-- BEGIN Listing --

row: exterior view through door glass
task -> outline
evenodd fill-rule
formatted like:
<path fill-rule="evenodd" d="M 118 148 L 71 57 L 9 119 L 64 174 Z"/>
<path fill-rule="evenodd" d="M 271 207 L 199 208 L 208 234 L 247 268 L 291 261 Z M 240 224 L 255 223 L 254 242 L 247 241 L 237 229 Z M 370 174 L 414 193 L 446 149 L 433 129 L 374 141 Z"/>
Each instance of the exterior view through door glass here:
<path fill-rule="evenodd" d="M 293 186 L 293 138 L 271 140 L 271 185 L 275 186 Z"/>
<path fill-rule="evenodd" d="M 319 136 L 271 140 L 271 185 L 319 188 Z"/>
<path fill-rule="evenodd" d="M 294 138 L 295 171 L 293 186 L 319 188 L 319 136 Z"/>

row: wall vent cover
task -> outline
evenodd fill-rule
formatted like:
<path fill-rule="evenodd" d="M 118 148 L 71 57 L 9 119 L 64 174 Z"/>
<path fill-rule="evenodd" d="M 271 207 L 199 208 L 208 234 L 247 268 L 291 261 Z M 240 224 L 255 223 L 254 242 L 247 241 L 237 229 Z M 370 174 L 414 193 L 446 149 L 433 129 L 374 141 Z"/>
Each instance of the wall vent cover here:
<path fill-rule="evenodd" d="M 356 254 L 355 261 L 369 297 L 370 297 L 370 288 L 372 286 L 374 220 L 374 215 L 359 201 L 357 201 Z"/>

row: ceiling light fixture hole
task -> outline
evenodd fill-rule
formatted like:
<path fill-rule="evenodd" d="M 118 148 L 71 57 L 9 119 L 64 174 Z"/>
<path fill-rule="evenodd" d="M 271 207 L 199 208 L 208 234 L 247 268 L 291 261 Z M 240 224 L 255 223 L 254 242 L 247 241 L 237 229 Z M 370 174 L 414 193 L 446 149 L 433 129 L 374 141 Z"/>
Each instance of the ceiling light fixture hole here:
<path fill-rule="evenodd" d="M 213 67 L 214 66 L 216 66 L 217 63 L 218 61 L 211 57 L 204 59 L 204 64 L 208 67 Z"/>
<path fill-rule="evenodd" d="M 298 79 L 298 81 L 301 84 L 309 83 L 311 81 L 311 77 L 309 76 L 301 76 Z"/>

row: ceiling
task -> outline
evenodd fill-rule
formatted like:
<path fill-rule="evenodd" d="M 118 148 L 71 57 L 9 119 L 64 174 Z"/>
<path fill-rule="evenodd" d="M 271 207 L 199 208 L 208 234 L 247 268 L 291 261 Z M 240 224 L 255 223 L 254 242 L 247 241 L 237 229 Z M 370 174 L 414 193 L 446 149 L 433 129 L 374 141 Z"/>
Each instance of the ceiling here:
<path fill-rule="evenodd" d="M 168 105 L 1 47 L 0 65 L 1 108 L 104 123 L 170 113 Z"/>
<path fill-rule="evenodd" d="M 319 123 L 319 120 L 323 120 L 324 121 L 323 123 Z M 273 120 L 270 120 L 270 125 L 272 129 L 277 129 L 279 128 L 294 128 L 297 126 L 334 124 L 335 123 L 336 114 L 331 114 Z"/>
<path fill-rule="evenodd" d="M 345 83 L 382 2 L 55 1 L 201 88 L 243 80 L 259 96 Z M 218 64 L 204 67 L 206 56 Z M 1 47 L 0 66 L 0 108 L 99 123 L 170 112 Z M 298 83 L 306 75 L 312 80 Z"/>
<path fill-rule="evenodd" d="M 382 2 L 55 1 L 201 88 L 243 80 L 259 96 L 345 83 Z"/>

-- END Listing --

Substitute "occurrence" for each "instance" in all of the records above, and reproduce them with everything else unchanged.

row: exterior view through door glass
task -> outline
evenodd fill-rule
formatted like:
<path fill-rule="evenodd" d="M 118 148 L 71 57 L 9 119 L 64 174 Z"/>
<path fill-rule="evenodd" d="M 271 207 L 199 208 L 208 234 L 247 268 L 291 261 Z M 240 224 L 255 223 L 254 242 L 247 241 L 237 229 Z M 370 174 L 414 193 L 446 149 L 433 129 L 374 141 Z"/>
Each occurrence of the exterior view through door glass here:
<path fill-rule="evenodd" d="M 293 186 L 293 138 L 271 140 L 271 185 L 275 186 Z"/>
<path fill-rule="evenodd" d="M 319 136 L 271 140 L 271 185 L 319 188 Z"/>
<path fill-rule="evenodd" d="M 294 138 L 295 171 L 293 186 L 319 188 L 319 136 Z"/>

row: wall vent cover
task -> outline
evenodd fill-rule
formatted like:
<path fill-rule="evenodd" d="M 118 148 L 71 57 L 9 119 L 64 174 Z"/>
<path fill-rule="evenodd" d="M 271 207 L 199 208 L 208 234 L 247 268 L 291 261 Z M 240 224 L 255 223 L 254 242 L 247 241 L 237 229 Z M 370 174 L 414 193 L 446 149 L 433 129 L 374 141 Z"/>
Each occurrence of the wall vent cover here:
<path fill-rule="evenodd" d="M 356 254 L 355 261 L 369 297 L 370 297 L 370 288 L 372 286 L 374 220 L 374 215 L 359 201 L 357 201 Z"/>

row: ceiling light fixture hole
task -> outline
evenodd fill-rule
formatted like:
<path fill-rule="evenodd" d="M 118 148 L 71 57 L 9 119 L 64 174 Z"/>
<path fill-rule="evenodd" d="M 271 207 L 199 208 L 208 234 L 247 268 L 291 261 Z M 240 224 L 255 223 L 254 242 L 247 241 L 237 229 Z M 370 174 L 414 193 L 446 149 L 433 129 L 374 141 Z"/>
Each occurrence of the ceiling light fixture hole here:
<path fill-rule="evenodd" d="M 213 67 L 214 66 L 216 66 L 217 63 L 218 61 L 211 57 L 204 59 L 204 64 L 208 67 Z"/>
<path fill-rule="evenodd" d="M 298 79 L 298 81 L 301 84 L 309 83 L 311 81 L 311 77 L 309 76 L 301 76 Z"/>

row: ceiling
task -> outline
evenodd fill-rule
formatted like:
<path fill-rule="evenodd" d="M 118 148 L 71 57 L 9 119 L 64 174 Z"/>
<path fill-rule="evenodd" d="M 271 207 L 199 208 L 208 234 L 247 268 L 291 261 Z M 240 224 L 255 223 L 254 242 L 247 241 L 237 229 Z M 370 174 L 414 193 L 446 149 L 433 129 L 374 141 Z"/>
Each occurrence of the ceiling here:
<path fill-rule="evenodd" d="M 168 105 L 1 47 L 0 65 L 1 108 L 104 123 L 170 113 Z"/>
<path fill-rule="evenodd" d="M 319 123 L 319 120 L 323 120 L 324 121 L 323 123 Z M 273 120 L 270 120 L 270 125 L 272 129 L 277 129 L 279 128 L 294 128 L 297 126 L 334 124 L 335 123 L 336 114 L 331 114 Z"/>
<path fill-rule="evenodd" d="M 345 83 L 382 2 L 55 1 L 201 88 L 243 80 L 259 96 Z M 218 64 L 204 67 L 206 56 Z M 1 47 L 0 66 L 0 108 L 99 123 L 170 112 Z M 298 83 L 306 75 L 312 80 Z"/>
<path fill-rule="evenodd" d="M 382 2 L 55 1 L 201 88 L 243 80 L 259 96 L 345 83 Z"/>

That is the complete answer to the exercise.